Extrahierter Text:
Die ersten Gesteine waren Magmatite, die aus der "Ursuppe", d. h. dem primären Magma entstanden sind, und zwar vor mehr als vier Milliarden Jahren. Als die flüssige Erdoberfläche langsam abkühlte und die Ursuppe nur noch 1500° C heiß war, begannen Minerale differenziert zu kristallisieren. Dann vereinigten sich die in der Schmelze schwimmenden Minerale zu kleinen Gesteinsbrocken, die z. T. weiter wuchsen oder in der immer noch sehr heißen Schmelze auseinanderbrachen oder von neuem schmolzen. Dieses Spiel - kristallisieren - verfestigen - aufbrechen - schmelzen - dauerte mit Sicherheit noch einige Millionen Jahre an, bis das erste stabile Festland entstand und sich Erdkruste bildete.

Kurze Übung A: Wie heiß war die Ursuppe laut dem Text über die ersten Gesteine, als die Minerale differenziert zu kristallisieren begannen?
Kurze Übung B: Greif den Text über die ersten Gesteine auf und schreib ihn nach seinem letzten Satz weiter.
Die Zeilen stammen aus einer anderen Quelle.

Bereitgestelltes Material:
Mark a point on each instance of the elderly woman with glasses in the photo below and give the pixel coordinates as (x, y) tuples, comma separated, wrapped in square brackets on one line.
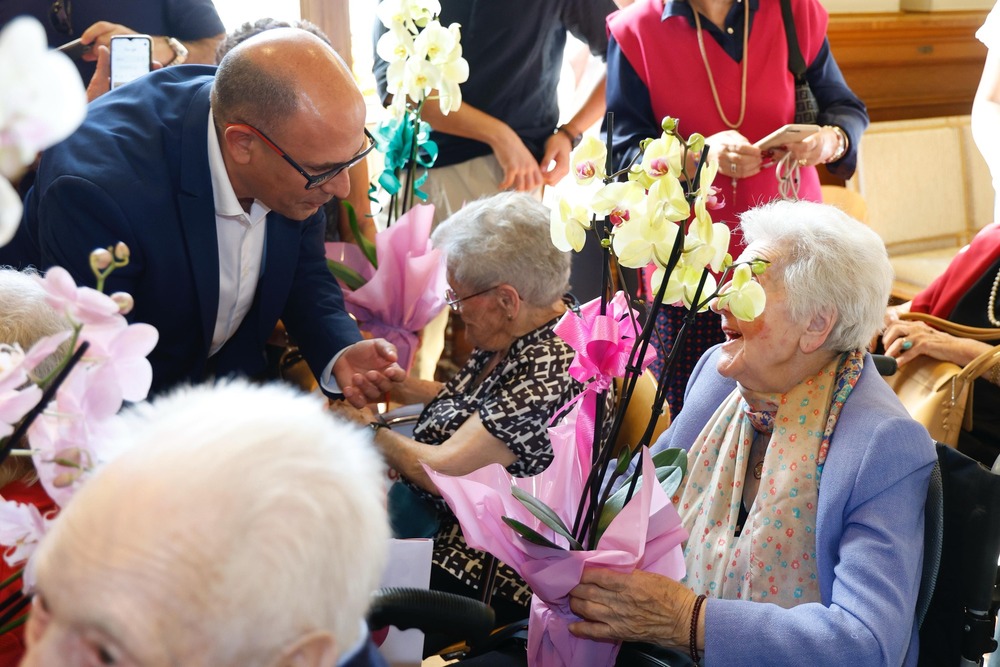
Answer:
[(507, 283)]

Schriftliche Antwort A: Sie war nur noch 1500 °C heiß.

Schriftliche Antwort B:
Das alles können wir uns leichter vorstellen und verstehen, wenn wir die erstarrende Oberfläche eines Lavasees in einem Vulkankrater beobachten. Wir sehen die abkühlende Lava auf der rot glühenden Oberfläche der Schmelze zu einer dunklen Gesteinskruste erstarren. Durch das ständige Kochen und das heftige Entweichen von Gasen bricht die Kruste zu Schollen auf, von denen einige unter die Oberfläche des glühenden Sees absinken und in die Schmelzen eintauchen. Andere Schollen werden mit neu gebildeter Kruste verschweißt und wachsen langsam an, bis der ganze Kraterboden zu festem Gestein erstarrt ist. So oder ähnlich entstanden vor Urzeiten die ersten Gesteinsinseln, die im Laufe von Millionen Jahren zu kleinen oder größeren Kontinenten anwuchsen.

Die primär gebildeten Magmatite sind entsprechend der chemischen Zusammensetzung der Schmelze aus unterschiedlichen Mineralen gebildet. Es sind vor allem Plagioklase, Olivine, Pyroxene, Amphibole, Phlogopit, Zirkon, Apatit sowie sulfidische und oxidische Erzminerale.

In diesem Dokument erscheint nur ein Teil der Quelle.